* Supplied records
[start]

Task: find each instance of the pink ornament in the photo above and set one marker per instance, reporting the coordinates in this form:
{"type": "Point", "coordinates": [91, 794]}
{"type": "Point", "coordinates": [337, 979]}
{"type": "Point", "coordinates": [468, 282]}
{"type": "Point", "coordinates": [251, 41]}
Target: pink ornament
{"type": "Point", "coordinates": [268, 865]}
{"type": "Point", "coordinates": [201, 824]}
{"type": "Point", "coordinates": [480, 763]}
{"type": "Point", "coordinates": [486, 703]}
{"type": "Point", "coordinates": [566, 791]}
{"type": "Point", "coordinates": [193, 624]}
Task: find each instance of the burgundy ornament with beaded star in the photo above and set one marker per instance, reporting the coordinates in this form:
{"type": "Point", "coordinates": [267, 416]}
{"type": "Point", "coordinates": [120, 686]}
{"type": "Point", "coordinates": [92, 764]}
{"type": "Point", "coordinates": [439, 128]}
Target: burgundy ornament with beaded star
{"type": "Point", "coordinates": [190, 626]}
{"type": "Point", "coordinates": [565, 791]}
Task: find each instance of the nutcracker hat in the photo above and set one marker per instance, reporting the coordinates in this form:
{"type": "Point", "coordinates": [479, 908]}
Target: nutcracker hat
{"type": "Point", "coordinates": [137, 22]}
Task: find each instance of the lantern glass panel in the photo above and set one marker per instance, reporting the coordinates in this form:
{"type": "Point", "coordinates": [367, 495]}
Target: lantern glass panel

[end]

* Work instructions
Output every line from the one containing "Task: find each instance of the nutcracker" through the end of the listing as a JSON list of strings, one string per line, omitting blank lines.

* Result for this exercise
[
  "Task: find each instance of the nutcracker hat in the photo above and set one marker per instance, reporting the coordinates in this form:",
  "{\"type\": \"Point\", \"coordinates\": [479, 908]}",
  "Target: nutcracker hat",
  "{\"type\": \"Point\", \"coordinates\": [137, 22]}",
  "Task: find each instance of the lantern glass panel in the photo above and set one marker per instance, reporting the coordinates in this form:",
  "{\"type\": \"Point\", \"coordinates\": [367, 495]}",
  "Target: lantern glass panel"
]